Pull out every line in the data below that contains the word "door", matching case exactly.

[Pointing records]
※ ※ ※

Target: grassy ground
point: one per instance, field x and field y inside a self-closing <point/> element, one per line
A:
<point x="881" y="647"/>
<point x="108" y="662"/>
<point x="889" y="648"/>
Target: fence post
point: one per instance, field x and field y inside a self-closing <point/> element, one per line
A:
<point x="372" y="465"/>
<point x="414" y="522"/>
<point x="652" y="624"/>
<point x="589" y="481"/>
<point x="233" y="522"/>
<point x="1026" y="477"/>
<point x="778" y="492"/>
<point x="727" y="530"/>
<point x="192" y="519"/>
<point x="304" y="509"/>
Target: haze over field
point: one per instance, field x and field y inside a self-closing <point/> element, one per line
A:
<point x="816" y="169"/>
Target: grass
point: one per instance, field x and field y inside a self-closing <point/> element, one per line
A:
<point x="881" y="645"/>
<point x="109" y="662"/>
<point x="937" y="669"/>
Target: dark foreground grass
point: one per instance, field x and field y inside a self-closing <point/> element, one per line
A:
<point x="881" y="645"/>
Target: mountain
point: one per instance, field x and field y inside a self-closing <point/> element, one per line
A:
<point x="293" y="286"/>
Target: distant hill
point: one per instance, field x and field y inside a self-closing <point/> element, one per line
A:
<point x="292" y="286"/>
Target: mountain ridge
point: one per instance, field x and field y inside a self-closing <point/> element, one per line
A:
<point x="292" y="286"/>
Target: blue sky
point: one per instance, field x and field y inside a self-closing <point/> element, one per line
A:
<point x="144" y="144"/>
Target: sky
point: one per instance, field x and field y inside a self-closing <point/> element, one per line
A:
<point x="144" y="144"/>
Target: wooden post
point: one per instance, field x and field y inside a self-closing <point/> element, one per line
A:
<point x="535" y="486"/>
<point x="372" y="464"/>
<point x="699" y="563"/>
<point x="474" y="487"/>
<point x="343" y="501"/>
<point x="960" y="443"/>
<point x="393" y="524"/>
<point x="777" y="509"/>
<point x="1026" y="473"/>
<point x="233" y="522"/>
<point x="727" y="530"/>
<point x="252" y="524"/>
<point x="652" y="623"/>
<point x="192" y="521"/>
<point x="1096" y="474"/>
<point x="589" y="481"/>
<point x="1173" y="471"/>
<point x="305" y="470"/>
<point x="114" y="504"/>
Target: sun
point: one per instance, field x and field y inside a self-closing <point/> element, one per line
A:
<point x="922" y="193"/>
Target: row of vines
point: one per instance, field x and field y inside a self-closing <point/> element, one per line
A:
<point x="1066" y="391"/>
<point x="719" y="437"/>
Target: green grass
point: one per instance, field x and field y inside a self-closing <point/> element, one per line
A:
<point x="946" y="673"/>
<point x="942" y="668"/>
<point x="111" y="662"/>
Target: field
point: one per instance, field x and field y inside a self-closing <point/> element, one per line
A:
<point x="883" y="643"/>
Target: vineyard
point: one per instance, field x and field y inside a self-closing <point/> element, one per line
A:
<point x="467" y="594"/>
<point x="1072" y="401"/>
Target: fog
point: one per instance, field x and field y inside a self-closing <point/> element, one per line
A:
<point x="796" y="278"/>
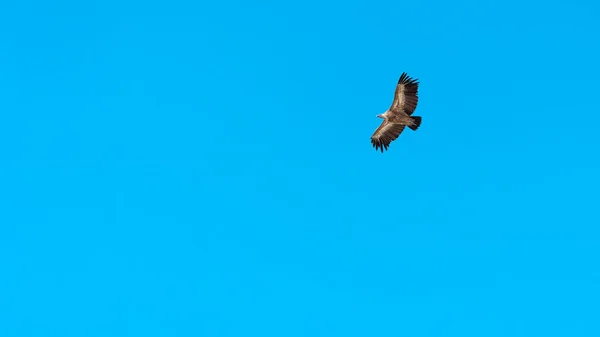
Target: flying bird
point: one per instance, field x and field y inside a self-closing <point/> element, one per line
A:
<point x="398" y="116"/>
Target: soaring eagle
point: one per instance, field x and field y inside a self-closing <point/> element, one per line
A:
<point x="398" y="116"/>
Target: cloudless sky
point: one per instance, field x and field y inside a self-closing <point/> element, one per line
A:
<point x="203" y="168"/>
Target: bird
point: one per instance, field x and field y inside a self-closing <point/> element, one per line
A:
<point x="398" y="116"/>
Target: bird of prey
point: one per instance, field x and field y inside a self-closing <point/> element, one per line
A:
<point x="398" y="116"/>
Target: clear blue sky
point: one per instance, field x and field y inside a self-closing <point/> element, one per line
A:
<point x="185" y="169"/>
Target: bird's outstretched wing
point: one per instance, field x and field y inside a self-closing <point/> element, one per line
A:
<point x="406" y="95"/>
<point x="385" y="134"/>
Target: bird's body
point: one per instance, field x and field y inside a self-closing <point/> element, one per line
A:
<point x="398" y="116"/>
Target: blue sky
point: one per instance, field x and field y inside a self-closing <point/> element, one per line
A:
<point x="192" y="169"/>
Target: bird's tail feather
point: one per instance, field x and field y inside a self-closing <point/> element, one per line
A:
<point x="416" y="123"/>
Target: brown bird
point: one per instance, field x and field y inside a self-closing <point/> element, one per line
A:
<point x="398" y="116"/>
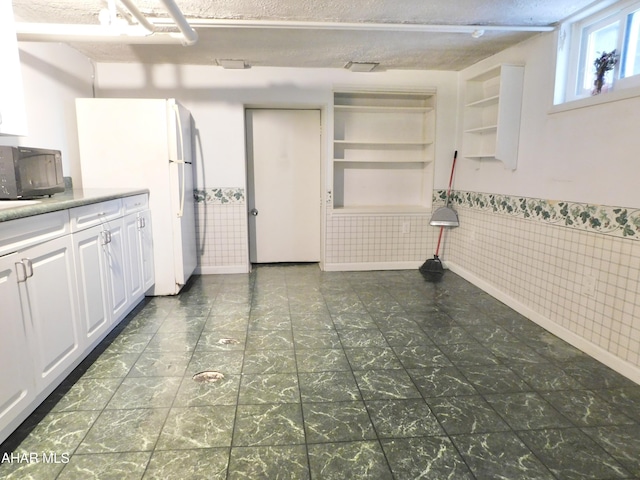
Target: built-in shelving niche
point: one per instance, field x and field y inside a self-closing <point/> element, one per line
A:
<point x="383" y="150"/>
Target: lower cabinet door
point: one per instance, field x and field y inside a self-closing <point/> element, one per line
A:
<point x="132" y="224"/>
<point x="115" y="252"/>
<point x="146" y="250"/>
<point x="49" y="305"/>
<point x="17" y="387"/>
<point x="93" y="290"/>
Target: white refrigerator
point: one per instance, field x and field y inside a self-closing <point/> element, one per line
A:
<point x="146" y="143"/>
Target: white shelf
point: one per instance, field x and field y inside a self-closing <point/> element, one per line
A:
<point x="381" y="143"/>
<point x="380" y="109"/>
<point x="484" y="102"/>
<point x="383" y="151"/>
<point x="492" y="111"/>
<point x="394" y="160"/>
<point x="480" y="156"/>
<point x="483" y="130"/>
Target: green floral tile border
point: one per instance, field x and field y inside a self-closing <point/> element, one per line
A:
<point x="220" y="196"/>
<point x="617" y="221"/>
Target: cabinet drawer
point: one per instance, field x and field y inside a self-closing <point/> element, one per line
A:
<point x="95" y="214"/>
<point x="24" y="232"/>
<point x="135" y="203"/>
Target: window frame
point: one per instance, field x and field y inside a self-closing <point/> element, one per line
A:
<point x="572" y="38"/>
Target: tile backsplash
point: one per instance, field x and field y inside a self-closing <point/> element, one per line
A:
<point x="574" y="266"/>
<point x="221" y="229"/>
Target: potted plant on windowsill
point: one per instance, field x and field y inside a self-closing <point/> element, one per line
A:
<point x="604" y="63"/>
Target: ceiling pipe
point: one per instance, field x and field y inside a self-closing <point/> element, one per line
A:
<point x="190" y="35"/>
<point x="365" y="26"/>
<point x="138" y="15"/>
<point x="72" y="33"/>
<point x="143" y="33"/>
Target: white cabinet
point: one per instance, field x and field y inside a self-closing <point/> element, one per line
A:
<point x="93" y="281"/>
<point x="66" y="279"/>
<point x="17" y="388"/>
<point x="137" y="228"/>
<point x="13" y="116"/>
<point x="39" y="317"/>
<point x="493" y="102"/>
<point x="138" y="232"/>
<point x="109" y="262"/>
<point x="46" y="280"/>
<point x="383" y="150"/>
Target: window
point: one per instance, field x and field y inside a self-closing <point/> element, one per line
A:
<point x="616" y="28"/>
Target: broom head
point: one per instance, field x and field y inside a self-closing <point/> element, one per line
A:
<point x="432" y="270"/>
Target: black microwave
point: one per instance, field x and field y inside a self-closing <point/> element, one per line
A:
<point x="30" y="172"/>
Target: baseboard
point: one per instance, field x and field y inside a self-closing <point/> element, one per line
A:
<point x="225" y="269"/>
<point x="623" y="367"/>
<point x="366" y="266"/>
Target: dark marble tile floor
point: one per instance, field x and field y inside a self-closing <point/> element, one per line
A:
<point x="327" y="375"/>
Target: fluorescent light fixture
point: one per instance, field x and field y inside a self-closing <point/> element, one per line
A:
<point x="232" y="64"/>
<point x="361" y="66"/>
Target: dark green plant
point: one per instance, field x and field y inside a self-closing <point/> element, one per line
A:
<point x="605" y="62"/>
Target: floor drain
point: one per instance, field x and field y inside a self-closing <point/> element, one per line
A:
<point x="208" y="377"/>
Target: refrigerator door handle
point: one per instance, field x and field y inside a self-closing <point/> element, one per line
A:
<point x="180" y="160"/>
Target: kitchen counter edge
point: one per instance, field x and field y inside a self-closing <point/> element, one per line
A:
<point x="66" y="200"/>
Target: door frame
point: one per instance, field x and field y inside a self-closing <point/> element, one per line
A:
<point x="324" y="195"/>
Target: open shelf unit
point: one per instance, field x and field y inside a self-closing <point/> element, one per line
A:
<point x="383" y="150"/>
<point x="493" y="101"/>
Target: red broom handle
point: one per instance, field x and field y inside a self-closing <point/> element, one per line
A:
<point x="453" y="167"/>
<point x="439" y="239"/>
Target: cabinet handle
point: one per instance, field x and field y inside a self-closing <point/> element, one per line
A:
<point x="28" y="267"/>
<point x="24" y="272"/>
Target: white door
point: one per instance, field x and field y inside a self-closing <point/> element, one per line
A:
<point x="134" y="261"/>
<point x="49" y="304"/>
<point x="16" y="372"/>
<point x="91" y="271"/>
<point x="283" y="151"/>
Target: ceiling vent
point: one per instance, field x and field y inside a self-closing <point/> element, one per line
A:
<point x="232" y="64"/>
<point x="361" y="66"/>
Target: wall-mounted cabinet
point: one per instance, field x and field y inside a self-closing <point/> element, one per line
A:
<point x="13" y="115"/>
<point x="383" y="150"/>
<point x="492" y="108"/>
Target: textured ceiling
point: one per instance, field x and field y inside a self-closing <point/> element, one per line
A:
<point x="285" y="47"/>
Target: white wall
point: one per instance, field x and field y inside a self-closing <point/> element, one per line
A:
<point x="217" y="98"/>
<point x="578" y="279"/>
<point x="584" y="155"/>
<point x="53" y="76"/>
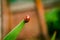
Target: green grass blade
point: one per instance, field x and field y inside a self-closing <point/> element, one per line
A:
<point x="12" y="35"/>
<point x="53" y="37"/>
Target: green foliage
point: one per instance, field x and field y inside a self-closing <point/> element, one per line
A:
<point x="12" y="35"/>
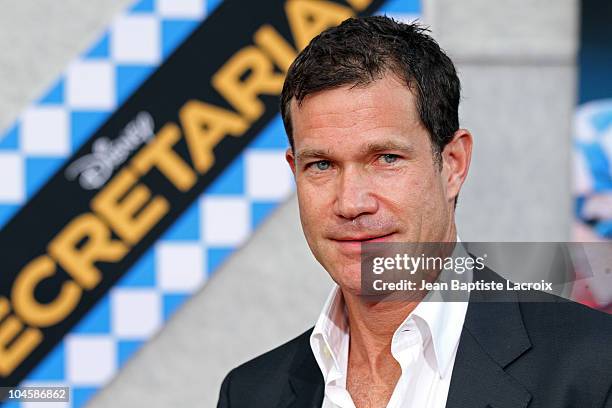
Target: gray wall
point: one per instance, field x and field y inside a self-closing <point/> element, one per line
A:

※ ※ ※

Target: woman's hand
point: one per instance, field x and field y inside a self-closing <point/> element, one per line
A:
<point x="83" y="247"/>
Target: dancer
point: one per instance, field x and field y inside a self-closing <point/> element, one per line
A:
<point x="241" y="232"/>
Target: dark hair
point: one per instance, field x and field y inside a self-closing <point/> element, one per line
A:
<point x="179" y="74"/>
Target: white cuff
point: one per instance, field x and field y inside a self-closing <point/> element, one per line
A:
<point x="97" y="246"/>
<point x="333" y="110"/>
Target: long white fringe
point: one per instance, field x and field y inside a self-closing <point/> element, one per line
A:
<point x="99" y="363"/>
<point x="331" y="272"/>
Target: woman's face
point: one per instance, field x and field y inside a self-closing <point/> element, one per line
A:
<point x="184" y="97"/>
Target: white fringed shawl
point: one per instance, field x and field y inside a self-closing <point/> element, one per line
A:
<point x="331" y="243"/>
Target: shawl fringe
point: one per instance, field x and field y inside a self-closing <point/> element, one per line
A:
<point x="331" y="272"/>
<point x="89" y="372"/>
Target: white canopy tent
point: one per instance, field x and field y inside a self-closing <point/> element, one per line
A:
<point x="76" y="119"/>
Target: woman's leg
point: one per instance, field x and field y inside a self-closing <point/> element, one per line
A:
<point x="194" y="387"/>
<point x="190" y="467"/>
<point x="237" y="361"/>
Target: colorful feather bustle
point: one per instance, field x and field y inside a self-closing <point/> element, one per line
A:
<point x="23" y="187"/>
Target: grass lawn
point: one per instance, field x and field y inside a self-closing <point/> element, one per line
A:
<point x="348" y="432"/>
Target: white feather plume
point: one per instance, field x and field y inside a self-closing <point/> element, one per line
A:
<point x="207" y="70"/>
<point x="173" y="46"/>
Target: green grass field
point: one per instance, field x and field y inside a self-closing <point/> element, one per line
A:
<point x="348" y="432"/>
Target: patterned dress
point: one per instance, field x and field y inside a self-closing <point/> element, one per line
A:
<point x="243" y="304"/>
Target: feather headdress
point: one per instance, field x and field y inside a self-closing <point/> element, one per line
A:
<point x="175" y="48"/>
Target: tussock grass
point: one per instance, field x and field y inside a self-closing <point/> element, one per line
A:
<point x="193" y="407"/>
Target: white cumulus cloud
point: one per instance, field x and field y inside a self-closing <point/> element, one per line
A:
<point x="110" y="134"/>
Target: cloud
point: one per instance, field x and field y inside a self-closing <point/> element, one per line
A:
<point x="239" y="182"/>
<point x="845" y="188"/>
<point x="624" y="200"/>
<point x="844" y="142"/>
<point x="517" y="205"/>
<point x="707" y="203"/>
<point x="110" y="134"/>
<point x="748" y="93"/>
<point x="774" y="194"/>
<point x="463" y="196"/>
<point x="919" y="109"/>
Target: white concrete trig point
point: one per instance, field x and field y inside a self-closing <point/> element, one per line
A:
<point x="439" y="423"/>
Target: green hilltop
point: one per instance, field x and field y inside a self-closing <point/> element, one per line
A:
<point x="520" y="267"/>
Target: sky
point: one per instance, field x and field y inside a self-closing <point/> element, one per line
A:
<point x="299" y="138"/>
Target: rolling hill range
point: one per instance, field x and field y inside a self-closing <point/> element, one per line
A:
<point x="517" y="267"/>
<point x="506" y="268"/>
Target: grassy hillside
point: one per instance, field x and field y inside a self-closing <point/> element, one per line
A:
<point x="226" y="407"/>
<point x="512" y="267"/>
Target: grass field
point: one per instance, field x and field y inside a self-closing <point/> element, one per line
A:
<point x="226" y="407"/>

※ ※ ※

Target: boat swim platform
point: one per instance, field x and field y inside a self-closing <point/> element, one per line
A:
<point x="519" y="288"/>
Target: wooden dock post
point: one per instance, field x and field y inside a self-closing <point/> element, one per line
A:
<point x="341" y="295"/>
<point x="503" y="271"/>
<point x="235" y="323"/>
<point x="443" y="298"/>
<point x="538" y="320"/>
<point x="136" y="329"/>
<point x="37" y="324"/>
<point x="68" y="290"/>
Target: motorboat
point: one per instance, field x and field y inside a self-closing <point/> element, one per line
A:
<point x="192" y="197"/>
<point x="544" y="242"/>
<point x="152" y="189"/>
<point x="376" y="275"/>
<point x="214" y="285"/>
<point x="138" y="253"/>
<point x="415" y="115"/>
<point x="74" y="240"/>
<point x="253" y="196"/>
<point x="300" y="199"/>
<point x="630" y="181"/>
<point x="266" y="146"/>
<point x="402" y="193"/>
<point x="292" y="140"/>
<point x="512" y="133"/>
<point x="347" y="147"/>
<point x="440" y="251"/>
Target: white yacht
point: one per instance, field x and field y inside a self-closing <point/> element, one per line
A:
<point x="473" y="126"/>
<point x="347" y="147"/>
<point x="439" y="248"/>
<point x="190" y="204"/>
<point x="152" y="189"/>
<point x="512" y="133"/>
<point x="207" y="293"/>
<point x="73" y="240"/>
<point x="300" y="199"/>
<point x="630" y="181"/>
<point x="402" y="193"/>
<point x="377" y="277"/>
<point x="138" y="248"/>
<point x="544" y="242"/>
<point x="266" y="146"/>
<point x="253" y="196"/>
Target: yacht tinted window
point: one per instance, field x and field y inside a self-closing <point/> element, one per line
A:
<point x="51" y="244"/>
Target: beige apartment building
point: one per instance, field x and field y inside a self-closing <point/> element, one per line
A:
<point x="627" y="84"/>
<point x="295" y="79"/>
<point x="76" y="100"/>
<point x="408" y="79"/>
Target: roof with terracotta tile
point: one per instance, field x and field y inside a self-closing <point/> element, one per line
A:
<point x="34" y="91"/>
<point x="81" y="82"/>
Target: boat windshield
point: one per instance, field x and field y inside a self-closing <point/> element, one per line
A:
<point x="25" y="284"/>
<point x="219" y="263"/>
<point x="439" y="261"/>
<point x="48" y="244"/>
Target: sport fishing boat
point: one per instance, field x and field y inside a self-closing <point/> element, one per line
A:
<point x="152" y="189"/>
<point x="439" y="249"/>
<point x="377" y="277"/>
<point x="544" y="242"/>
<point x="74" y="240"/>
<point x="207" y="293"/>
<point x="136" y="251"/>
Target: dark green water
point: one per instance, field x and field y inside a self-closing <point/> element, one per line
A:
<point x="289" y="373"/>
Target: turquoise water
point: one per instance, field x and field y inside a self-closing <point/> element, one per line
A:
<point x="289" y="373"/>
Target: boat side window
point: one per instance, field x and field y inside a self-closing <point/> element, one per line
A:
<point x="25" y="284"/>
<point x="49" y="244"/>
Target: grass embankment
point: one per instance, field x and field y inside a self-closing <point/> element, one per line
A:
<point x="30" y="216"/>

※ ※ ※

Exercise response:
Target: lower cabinet door
Target: refrigerator door handle
Target: door frame
Target: white door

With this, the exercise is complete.